## WHAT YOU ARE ASKED TO DO
Output nothing but the lines from the beginning of the listing below through the line containing "Where can you see the overcast", exactly as they stand, without pictures.

## SOURCE RECORDS

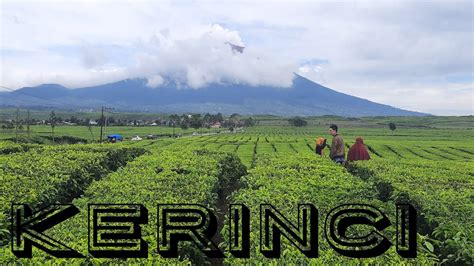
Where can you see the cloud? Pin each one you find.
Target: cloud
(418, 49)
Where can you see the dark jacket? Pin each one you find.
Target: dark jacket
(337, 147)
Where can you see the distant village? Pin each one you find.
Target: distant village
(183, 121)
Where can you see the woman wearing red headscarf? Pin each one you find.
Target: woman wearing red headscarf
(358, 151)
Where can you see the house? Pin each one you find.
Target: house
(216, 125)
(114, 137)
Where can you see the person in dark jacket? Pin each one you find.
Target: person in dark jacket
(358, 151)
(337, 147)
(320, 145)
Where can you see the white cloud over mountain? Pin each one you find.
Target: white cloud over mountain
(416, 55)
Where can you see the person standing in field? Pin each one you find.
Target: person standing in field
(337, 147)
(358, 151)
(320, 145)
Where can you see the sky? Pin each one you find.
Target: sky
(415, 55)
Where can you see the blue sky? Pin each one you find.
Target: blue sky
(416, 55)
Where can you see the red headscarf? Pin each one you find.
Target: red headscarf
(358, 151)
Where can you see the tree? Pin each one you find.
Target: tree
(297, 122)
(392, 127)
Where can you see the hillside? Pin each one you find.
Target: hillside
(304, 97)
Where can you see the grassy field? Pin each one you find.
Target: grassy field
(430, 167)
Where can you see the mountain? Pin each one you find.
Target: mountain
(304, 98)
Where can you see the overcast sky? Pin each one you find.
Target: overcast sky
(416, 55)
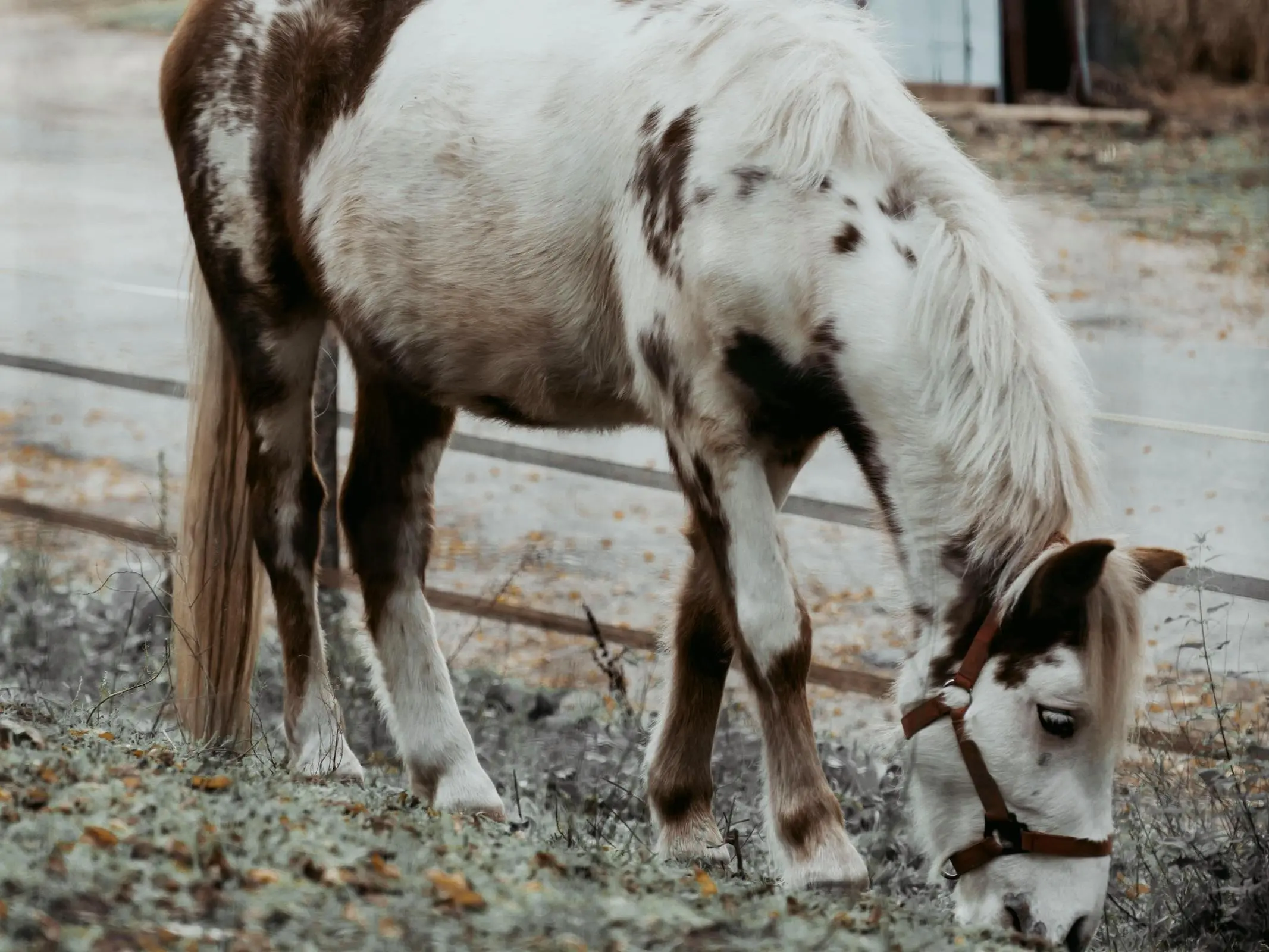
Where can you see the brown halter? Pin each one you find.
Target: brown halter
(1003, 834)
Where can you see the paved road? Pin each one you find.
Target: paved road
(92, 255)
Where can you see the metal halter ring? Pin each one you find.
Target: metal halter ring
(951, 683)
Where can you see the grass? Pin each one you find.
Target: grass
(229, 862)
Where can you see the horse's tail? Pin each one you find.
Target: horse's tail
(217, 585)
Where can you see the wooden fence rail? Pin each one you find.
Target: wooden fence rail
(856, 681)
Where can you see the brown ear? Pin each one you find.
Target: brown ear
(1067, 578)
(1155, 564)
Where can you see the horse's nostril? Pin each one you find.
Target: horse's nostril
(1018, 909)
(1014, 919)
(1075, 938)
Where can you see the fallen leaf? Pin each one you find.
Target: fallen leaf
(547, 861)
(56, 862)
(330, 876)
(388, 928)
(99, 837)
(180, 853)
(453, 888)
(217, 782)
(13, 733)
(707, 885)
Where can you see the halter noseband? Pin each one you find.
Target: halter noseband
(1003, 834)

## TASK SOLUTION
Where can you see the cloud? Pin each one you find.
Target: cloud
(418, 49)
Where can you see the dark jacket? Pin each one you find.
Target: dark jacket
(337, 147)
Where can you see the distant village? Pin each one you find.
Target: distant village
(183, 121)
Where can you see the woman wearing red headscarf? Pin each one you find.
Target: woman wearing red headscarf
(358, 151)
Where can you see the house? Pin each one you find.
Target: house
(216, 125)
(114, 137)
Where can you see the person in dark jacket? Pin each one you find.
Target: person in dark jacket
(358, 151)
(337, 147)
(320, 145)
Where can you see the white cloud over mountain? Pin each one you find.
Target: white cloud over mountain
(416, 55)
Where can you see the person standing in field? Pin each one you find.
Target: person standing in field
(337, 147)
(358, 151)
(320, 145)
Where can you see the sky? Pin each one you find.
Target: sky
(415, 55)
Where can you see the blue sky? Pin each one you find.
Target: blue sky
(416, 55)
Where can you see the red headscarf? Pin each one you find.
Target: red headscarf
(358, 151)
Where can you see the tree? Pin each one you find.
Target: tree
(297, 122)
(392, 127)
Where can you see the hillside? Pin each one you find.
Target: hillside
(304, 97)
Where can you see the grassy field? Pin each one you find.
Target: grassy field
(430, 167)
Where can you see the mountain? Pin each one you find.
Target: mountain
(304, 98)
Where can you see the overcast sky? Pin each one you find.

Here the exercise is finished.